• DATASET RECORDS:

>>>

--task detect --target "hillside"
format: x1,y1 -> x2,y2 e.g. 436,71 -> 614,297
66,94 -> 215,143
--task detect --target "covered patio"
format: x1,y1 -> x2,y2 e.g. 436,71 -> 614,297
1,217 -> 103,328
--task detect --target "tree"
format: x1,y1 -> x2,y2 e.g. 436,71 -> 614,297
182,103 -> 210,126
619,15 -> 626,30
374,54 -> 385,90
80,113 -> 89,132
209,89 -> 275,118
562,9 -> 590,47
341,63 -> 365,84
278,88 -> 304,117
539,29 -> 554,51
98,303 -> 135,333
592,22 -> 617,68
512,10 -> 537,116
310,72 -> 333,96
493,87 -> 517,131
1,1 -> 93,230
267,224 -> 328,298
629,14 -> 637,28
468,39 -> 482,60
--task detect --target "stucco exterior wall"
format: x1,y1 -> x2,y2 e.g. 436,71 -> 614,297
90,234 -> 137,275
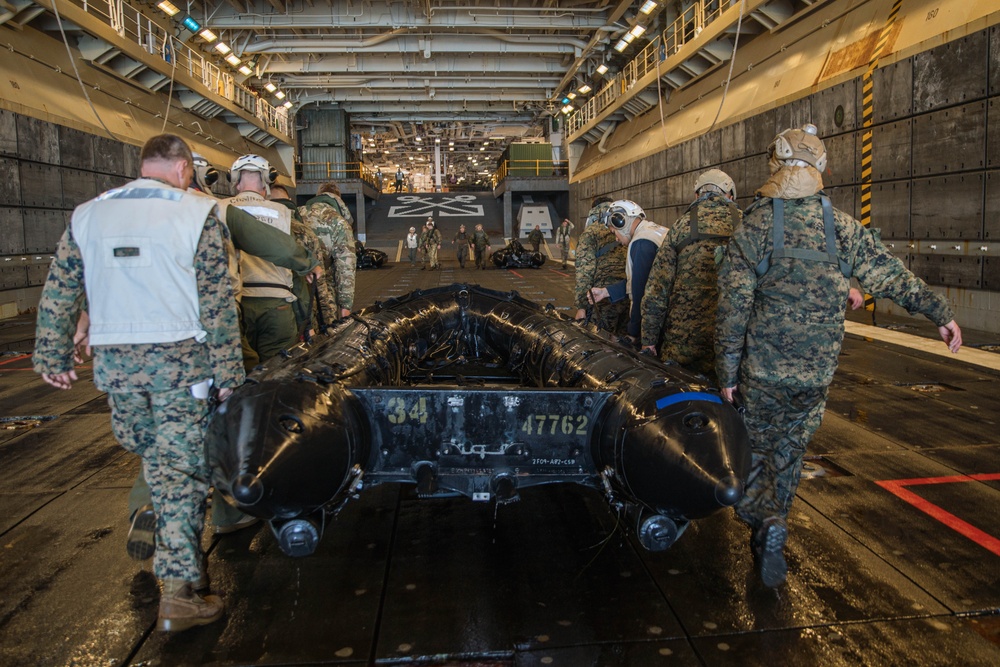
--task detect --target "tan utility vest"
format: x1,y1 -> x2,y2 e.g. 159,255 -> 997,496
222,192 -> 295,301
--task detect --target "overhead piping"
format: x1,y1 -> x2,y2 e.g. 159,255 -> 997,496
244,32 -> 588,54
245,27 -> 414,53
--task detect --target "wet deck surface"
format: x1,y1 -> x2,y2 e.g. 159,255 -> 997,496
1,259 -> 999,666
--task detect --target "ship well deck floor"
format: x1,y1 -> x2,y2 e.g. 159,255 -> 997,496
1,258 -> 999,666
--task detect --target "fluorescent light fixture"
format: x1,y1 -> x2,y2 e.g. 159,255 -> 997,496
435,138 -> 440,143
199,29 -> 217,42
238,65 -> 253,75
448,141 -> 454,146
264,82 -> 277,92
596,64 -> 608,74
274,90 -> 286,99
614,39 -> 629,52
623,33 -> 636,44
640,1 -> 658,15
214,42 -> 231,55
225,54 -> 241,67
629,25 -> 647,38
181,16 -> 201,33
283,101 -> 293,109
577,84 -> 592,94
562,104 -> 574,114
480,147 -> 485,151
567,92 -> 577,100
157,1 -> 180,16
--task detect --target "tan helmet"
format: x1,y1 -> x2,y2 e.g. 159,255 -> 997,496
694,168 -> 736,199
769,123 -> 827,172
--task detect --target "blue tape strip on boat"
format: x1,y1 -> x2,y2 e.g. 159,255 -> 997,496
655,392 -> 723,410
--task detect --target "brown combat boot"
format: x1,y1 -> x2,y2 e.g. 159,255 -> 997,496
157,579 -> 224,632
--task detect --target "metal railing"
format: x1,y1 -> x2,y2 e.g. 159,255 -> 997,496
492,159 -> 569,187
65,0 -> 288,137
565,1 -> 736,136
297,162 -> 378,188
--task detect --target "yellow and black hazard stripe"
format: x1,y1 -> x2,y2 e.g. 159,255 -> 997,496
859,0 -> 903,311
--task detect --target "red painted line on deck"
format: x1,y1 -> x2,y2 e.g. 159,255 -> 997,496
874,473 -> 1000,486
875,474 -> 1000,557
0,354 -> 30,366
509,269 -> 524,278
548,268 -> 571,278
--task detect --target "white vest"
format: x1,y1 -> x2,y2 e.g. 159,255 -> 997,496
223,192 -> 295,301
626,219 -> 668,296
72,178 -> 217,346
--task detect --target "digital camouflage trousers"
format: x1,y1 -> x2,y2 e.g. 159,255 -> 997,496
735,377 -> 829,531
109,388 -> 212,583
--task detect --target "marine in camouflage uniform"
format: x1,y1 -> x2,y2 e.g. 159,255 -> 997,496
127,182 -> 319,531
573,204 -> 629,335
33,135 -> 244,630
290,220 -> 338,333
471,224 -> 492,269
299,190 -> 357,316
270,188 -> 338,335
641,185 -> 740,380
555,219 -> 575,268
527,226 -> 544,252
319,182 -> 354,226
715,124 -> 962,588
453,225 -> 470,268
422,223 -> 442,269
418,224 -> 432,267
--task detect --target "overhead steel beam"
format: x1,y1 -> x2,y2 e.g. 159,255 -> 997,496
294,95 -> 546,111
349,113 -> 540,124
265,54 -> 572,75
294,91 -> 548,104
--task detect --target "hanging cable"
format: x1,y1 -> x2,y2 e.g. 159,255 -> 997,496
655,38 -> 670,150
161,34 -> 179,133
707,0 -> 748,133
51,0 -> 119,142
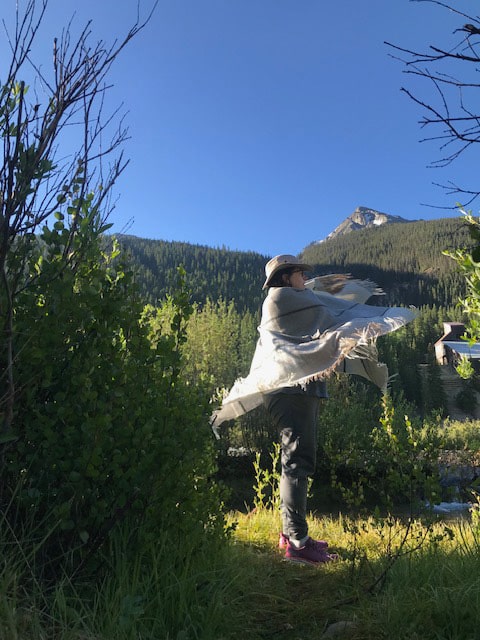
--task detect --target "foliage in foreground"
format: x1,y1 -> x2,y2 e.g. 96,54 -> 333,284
444,209 -> 480,379
0,0 -> 229,590
3,501 -> 480,640
227,400 -> 480,639
1,376 -> 479,638
1,211 -> 227,580
227,507 -> 480,640
0,516 -> 235,640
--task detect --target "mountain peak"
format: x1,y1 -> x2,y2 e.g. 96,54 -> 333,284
319,206 -> 416,242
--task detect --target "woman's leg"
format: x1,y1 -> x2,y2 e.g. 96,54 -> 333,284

<<<

Based on the entries above, please state how many lines include "camouflage", leaving out everything else.

2